Repeat every entry in the listing below, exactly.
--- Start Data for this exercise ---
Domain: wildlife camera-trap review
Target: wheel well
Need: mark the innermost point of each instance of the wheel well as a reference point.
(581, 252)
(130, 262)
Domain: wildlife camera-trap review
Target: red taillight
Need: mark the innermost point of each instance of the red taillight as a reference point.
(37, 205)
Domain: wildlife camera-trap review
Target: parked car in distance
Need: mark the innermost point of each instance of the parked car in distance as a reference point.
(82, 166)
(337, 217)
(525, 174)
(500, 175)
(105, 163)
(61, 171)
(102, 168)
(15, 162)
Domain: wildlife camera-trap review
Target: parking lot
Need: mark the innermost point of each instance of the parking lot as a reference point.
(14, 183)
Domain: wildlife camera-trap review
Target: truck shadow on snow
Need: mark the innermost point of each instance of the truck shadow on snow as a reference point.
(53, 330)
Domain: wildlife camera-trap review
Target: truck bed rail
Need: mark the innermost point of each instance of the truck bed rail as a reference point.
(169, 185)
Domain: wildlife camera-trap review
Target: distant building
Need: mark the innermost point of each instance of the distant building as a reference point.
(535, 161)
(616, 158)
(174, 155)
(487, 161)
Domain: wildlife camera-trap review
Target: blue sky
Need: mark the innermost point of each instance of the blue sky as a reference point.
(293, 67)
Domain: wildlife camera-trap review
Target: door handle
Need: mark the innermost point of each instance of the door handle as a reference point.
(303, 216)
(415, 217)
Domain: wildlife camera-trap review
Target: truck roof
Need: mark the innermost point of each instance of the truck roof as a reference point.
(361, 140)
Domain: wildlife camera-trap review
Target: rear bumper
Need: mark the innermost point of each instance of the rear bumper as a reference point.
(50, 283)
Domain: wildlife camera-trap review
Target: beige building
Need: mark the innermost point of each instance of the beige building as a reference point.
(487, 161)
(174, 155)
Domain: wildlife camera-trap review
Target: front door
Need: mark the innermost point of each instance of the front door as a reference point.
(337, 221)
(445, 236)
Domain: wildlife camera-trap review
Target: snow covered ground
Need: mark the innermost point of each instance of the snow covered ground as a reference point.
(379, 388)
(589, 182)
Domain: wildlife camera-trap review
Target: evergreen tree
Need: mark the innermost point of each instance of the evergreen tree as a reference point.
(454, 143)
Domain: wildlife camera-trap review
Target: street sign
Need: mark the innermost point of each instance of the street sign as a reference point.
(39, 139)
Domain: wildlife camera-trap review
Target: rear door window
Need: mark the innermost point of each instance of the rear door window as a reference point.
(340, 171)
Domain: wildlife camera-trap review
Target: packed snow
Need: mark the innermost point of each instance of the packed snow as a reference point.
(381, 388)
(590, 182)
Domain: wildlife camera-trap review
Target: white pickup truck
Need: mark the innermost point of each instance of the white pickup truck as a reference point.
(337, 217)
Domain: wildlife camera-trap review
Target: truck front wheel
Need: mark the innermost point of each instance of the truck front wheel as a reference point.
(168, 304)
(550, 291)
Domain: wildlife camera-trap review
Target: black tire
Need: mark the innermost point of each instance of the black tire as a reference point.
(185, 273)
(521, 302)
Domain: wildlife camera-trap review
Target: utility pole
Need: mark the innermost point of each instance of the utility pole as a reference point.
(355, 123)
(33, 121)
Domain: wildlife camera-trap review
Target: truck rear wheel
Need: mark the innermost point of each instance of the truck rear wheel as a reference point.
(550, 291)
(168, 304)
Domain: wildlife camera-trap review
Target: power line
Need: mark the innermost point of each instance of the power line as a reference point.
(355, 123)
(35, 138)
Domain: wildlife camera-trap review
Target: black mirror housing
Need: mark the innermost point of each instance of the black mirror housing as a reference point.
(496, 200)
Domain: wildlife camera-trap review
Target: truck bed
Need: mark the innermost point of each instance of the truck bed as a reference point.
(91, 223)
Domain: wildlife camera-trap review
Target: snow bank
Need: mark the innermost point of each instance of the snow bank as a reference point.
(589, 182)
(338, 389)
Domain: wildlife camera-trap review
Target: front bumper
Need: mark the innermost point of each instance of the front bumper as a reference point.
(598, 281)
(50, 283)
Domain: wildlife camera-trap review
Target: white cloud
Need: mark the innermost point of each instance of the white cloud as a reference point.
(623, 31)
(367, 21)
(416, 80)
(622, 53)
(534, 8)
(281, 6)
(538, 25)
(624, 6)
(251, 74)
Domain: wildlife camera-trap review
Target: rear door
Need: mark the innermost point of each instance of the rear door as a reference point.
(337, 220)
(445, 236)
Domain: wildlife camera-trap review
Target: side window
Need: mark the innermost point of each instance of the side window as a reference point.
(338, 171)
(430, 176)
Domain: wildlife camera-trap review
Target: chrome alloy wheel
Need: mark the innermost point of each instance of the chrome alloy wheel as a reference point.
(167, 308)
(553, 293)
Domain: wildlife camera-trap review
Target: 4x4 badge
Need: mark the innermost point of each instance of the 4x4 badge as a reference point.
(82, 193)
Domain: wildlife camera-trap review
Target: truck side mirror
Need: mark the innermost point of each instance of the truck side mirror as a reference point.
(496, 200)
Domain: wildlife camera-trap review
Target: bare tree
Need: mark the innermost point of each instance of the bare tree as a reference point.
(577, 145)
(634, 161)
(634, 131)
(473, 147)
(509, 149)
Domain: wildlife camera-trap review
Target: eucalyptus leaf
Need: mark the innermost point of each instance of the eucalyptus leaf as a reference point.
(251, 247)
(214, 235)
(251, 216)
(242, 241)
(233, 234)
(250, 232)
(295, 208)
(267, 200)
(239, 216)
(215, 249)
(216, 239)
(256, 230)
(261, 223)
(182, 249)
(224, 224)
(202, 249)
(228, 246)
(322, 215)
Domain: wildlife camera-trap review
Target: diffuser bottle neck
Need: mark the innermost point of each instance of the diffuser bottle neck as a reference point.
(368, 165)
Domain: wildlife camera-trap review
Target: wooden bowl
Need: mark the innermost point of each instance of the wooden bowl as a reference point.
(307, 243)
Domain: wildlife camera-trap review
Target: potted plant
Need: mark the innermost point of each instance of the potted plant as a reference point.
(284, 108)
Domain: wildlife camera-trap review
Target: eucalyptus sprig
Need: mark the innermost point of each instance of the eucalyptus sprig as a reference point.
--- End Data for this exercise ---
• [Response to the exercise]
Domain: wildlife camera-trap review
Target: wheel well
Need: mark the innermost point of each instance of the wheel well as a reference point.
(581, 252)
(130, 262)
Domain: wildlife camera-trap review
Target: red taillight
Need: mark the innermost point of each instance of the red taillight as a reference point.
(37, 205)
Domain: wildlife camera-trap review
Target: parked car in distance
Need: mark the innermost point of each instance of the parked car in distance as a reference point.
(82, 166)
(337, 217)
(525, 174)
(500, 175)
(105, 163)
(61, 171)
(102, 168)
(15, 162)
Domain: wildlife camera-trap review
Target: parking lot
Need: mark the innermost point of each instance of the parking lot as a reference point.
(14, 183)
Domain: wildlife camera-trap review
Target: truck shadow on snow
Need: mark the innermost point of each instance of the truck shadow on snow as a reference point.
(53, 330)
Domain: wildlife camera-trap review
Target: truck bed rail
Need: mark the innermost point of each instance of the truck bed rail as a reference point.
(169, 185)
Domain: wildlife camera-trap review
Target: distant building
Need: mark the innermost point of each instance of the distant building as a reference point.
(535, 161)
(616, 158)
(174, 155)
(487, 161)
Domain: wildlife camera-trap review
Target: blue sky
Need: mark the innermost point of each instance of the blue sky as a reference point.
(293, 67)
Domain: wildlife camera-trap review
Target: door handle
Need: mark the innermost point of each instance of the door handle as a reference point.
(303, 216)
(415, 217)
Domain: wildlife camera-trap review
Target: truck roof
Need: mark the innermost point of each instance of the truck roof as a reference point.
(361, 140)
Domain: wildlife camera-trap review
Target: rear bumper
Need: mark the innermost point of each instance of the rear bumper as a reference point.
(50, 283)
Domain: wildlife camera-trap review
Target: beige building
Need: mark the innermost point of each instance of the beige building as a reference point.
(487, 161)
(174, 155)
Domain: wildlife camera-trap review
Target: front door
Need: mark the innermost point of each instance of the front door as a reference point.
(337, 221)
(445, 236)
Domain: wildlife camera-trap review
Target: snow covered ground
Need: mark the innermost point of each instance of the snow covered ground as a reference point.
(379, 388)
(589, 182)
Domain: wildlife camera-trap review
Target: evergreen tree
Need: mark the innermost point of each instance of the evergreen tree as a reference point.
(454, 143)
Domain: wildlife camera-trap review
Target: street sign
Need: mark the innermost point of each instance of the street sign as a reference point.
(39, 139)
Domain: wildlife camera-trap review
Target: rear door window
Need: mark the innermost point of each instance of the rear door window as a reference point.
(340, 171)
Domain: wildlife camera-trap review
Target: packed snow
Need: mark the innermost point of each instance of the packed snow as a reference point.
(381, 388)
(590, 182)
Domain: wildlife camera-trap review
Target: white pickup truck
Need: mark the innermost point of each instance of the white pickup truck as a reference point.
(337, 217)
Domain: wildlife camera-trap review
Target: truck front wheel
Need: mark the innermost point of each instance of the truck front wheel as a reference point.
(168, 304)
(550, 291)
Domain: wildlife camera-trap review
Target: black tire
Need: mark the innermost point of each instance of the black tire as a reference point.
(185, 273)
(521, 302)
Domain: wildlife camera-trap review
Target: utility pole
Need: mark the innermost point of each instance of the utility pole as a reference point.
(355, 123)
(33, 121)
Domain: wildlife camera-trap review
Target: truck rear wheel
Need: mark the innermost point of each instance of the truck rear wheel as a reference point.
(550, 291)
(168, 304)
Domain: wildlife camera-trap review
Target: power line
Need: mark the innermost point of each instance of the power line as a reference point.
(355, 123)
(35, 138)
Domain: wildlife camera-trap review
Target: black mirror housing
Need: mark the innermost point of each instance of the black mirror housing as a reference point.
(496, 200)
Domain: wildlife camera-trap review
Target: truck bed
Need: mark the innermost point of each instance of the truck bed as a reference point.
(91, 223)
Domain: wildlife camera-trap review
Target: snow bank
Need: mark the innermost point of each instance of the snow bank as a reference point.
(589, 182)
(338, 389)
Domain: wildlife camera-trap review
Target: front bumper
Need: mark the innermost point of each instance of the front bumper as a reference point.
(598, 281)
(50, 283)
Domain: wildlife camera-trap review
Target: white cloud
Need: mark the innermost point of each instance of the white cloud as a reference point.
(623, 31)
(367, 21)
(416, 80)
(622, 53)
(534, 8)
(281, 6)
(538, 25)
(624, 6)
(251, 74)
Domain: wildlife camera-trap review
Target: rear door
Need: mark the innermost point of each instance of the rear door as a reference point.
(337, 220)
(445, 236)
Domain: wildlife camera-trap review
Target: side window
Need: mark the innermost point of each instance of the side window as a reference point.
(338, 171)
(430, 176)
Domain: wildlife camera-trap review
Target: chrome alloy wheel
Need: mark the innermost point of each instance of the chrome alloy wheel as a reference point.
(167, 308)
(553, 293)
Domain: wildlife camera-trap review
Target: 4x4 badge
Need: mark the innermost point of each instance of the 4x4 badge as a reference point.
(82, 193)
Domain: wildlife camera-trap review
Target: truck side mirror
Need: mark the innermost point of each instance of the truck side mirror as a reference point.
(496, 200)
Domain: wildlife camera-trap review
Target: bare tree
Need: mark the innermost point of each instance of the bare tree as a reference point.
(577, 145)
(634, 161)
(634, 131)
(473, 147)
(509, 149)
Domain: wildlife camera-trap review
Target: eucalyptus leaf
Need: mark the innermost point of each instance of the eucalyptus leaf as a reference point.
(251, 247)
(214, 235)
(251, 216)
(242, 241)
(233, 234)
(250, 232)
(295, 208)
(267, 200)
(239, 216)
(215, 249)
(216, 239)
(256, 230)
(261, 223)
(182, 249)
(224, 224)
(202, 249)
(228, 246)
(322, 215)
Domain: wildlife camera-trap review
Target: diffuser bottle neck
Need: mark the innermost point of each instance of the diffuser bottle neck as a reference point.
(368, 165)
Domain: wildlife camera-trap review
Target: wooden bowl
Need: mark the innermost point of each instance of the wooden bowl as a reference point.
(307, 243)
Domain: wildlife camera-trap review
Target: potted plant
Need: mark the innermost point of each instance of the potted plant as a reference point.
(284, 108)
Domain: wildlife camera-trap review
Target: eucalyptus sprig
Need: mark the innermost point of each instance of the eucalyptus sprig as a reference point.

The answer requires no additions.